*** DATA RECORDS
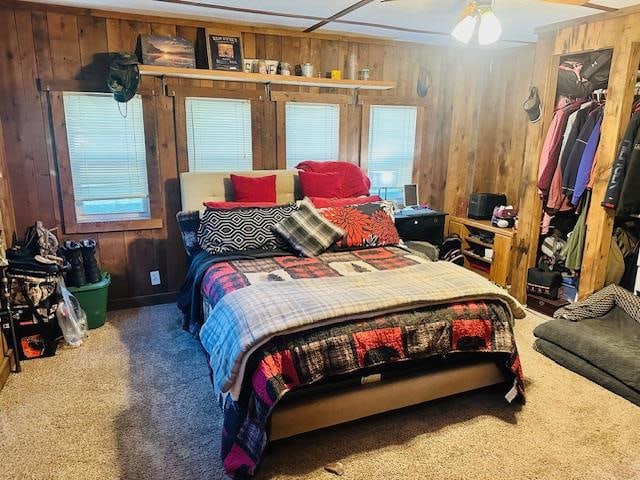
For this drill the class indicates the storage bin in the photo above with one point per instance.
(93, 299)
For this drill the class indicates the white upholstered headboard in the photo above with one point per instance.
(198, 187)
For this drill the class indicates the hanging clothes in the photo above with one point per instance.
(579, 119)
(569, 175)
(557, 202)
(619, 170)
(574, 248)
(586, 163)
(553, 143)
(629, 202)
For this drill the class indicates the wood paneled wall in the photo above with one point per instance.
(470, 133)
(619, 30)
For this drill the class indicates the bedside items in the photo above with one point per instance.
(422, 224)
(487, 249)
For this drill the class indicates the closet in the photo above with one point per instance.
(559, 44)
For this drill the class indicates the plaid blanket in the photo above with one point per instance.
(246, 318)
(294, 359)
(291, 361)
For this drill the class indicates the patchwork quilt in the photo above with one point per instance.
(296, 358)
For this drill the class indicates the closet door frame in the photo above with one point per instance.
(624, 65)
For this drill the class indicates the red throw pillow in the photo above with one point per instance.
(320, 202)
(368, 225)
(254, 189)
(354, 181)
(230, 205)
(325, 185)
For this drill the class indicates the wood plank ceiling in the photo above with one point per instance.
(422, 21)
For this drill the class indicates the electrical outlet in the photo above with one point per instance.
(155, 277)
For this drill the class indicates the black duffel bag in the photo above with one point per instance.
(544, 283)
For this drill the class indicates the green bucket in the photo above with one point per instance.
(93, 300)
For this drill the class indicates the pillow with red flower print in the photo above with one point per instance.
(366, 225)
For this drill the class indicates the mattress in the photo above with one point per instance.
(341, 352)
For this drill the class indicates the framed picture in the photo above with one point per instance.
(224, 50)
(167, 51)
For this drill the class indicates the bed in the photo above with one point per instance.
(297, 344)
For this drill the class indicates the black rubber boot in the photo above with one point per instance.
(72, 252)
(91, 269)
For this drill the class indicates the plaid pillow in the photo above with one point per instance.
(307, 231)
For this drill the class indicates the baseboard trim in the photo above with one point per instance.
(133, 302)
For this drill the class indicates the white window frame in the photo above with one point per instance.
(197, 160)
(291, 149)
(387, 181)
(133, 126)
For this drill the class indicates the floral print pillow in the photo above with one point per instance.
(367, 225)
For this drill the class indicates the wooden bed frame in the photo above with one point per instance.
(345, 404)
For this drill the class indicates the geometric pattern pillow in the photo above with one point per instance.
(367, 225)
(240, 229)
(307, 231)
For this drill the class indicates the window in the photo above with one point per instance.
(219, 134)
(392, 135)
(313, 130)
(108, 157)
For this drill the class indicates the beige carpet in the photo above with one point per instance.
(134, 403)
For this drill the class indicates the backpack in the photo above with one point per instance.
(582, 74)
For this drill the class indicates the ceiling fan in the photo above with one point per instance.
(478, 16)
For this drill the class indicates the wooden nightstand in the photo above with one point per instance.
(481, 236)
(422, 224)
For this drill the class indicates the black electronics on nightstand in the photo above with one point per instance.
(421, 224)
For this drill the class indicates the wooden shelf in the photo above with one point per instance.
(223, 75)
(483, 225)
(475, 241)
(477, 257)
******
Copy the listing exactly. Any image in it stays out of the copy.

TASK ANSWER:
For this drill the class indicates the storage bin in the photo above with one point per instance.
(93, 299)
For this drill the class indicates the white upholstered headboard in the photo above with one point per instance.
(198, 187)
For this drill the class indicates the hanging clothes in the photo above with one point per instance.
(579, 119)
(569, 175)
(557, 202)
(619, 170)
(574, 248)
(586, 163)
(553, 143)
(629, 202)
For this drill the class indicates the wood paneled wall in the photo above with one point per instance.
(470, 133)
(619, 30)
For this drill the class indicates the bedside items in the photo above with one point per instance.
(422, 224)
(487, 249)
For this drill the class indicates the closet in the photo above with one point per instance.
(559, 44)
For this drill the class indicates the plaid blanket in the photo above with one point per instance.
(246, 318)
(294, 359)
(291, 361)
For this drill the class indicates the patchwork quilt in the photo above with one point per instance.
(296, 358)
For this drill the class indicates the closet door frame in the photo above with one point per instance.
(624, 65)
For this drill the class indicates the red throw pillow in the photo above with one point per instance.
(320, 202)
(368, 225)
(254, 189)
(354, 181)
(230, 205)
(325, 185)
For this drill the class indicates the wood plank ceiling in the photo above with one point per instance.
(422, 21)
For this drill the class indicates the electrical outlet in the photo above with one point per instance.
(155, 277)
For this drill the class indicates the black duffel bag in the photo above with one point per instance.
(544, 283)
For this drill the class indicates the green bucket in the photo above with one point per instance.
(93, 300)
For this drill the class indicates the pillow with red flower print in the photo above with one point per instance.
(366, 225)
For this drill the class indicates the mattress in the photo above with one point per instance.
(341, 352)
For this drill the class indicates the framed picture in the photo above with one point per instance.
(224, 50)
(167, 51)
For this drill the class indicates the bed in the photo above with one point per instance.
(297, 344)
For this drill the class indicates the black rubber boot in the photo above with one point per instance.
(72, 252)
(91, 269)
For this drill the class indicates the plaid pillow in the photo above with one point per instance.
(307, 231)
For this drill the class indicates the baseboard trim in the photo above with one point per instance.
(133, 302)
For this drill the class indicates the white window frame in the photo above with one point per instance.
(197, 160)
(291, 149)
(387, 181)
(133, 126)
For this drill the class indicates the floral print pillow in the photo above with one point per instance.
(367, 225)
For this drill the class indicates the wooden bed frame in the photo above with one point per instance.
(345, 404)
For this drill the class indicates the geometric pattern pillow in the photo above with one point per instance.
(367, 225)
(240, 229)
(307, 231)
For this drill the class indicates the window in the photo above with one point per instance.
(219, 134)
(392, 135)
(313, 130)
(108, 157)
For this drill the class indicates the beige carpet in the photo above with one point per instance.
(134, 403)
For this drill the class indicates the backpack in the photo above with one point per instance.
(582, 74)
For this drill the class indicates the ceiling fan in the photo above with one point per instance.
(478, 16)
For this drill the class indicates the wooden nightstand in the photo above with one point per instance.
(481, 236)
(422, 224)
For this drill the class indicates the black electronics on nightstand in the photo above with one point per instance.
(421, 224)
For this drill the class indicates the wooden shelf in the photo above with one point per instance.
(223, 75)
(483, 225)
(475, 241)
(477, 257)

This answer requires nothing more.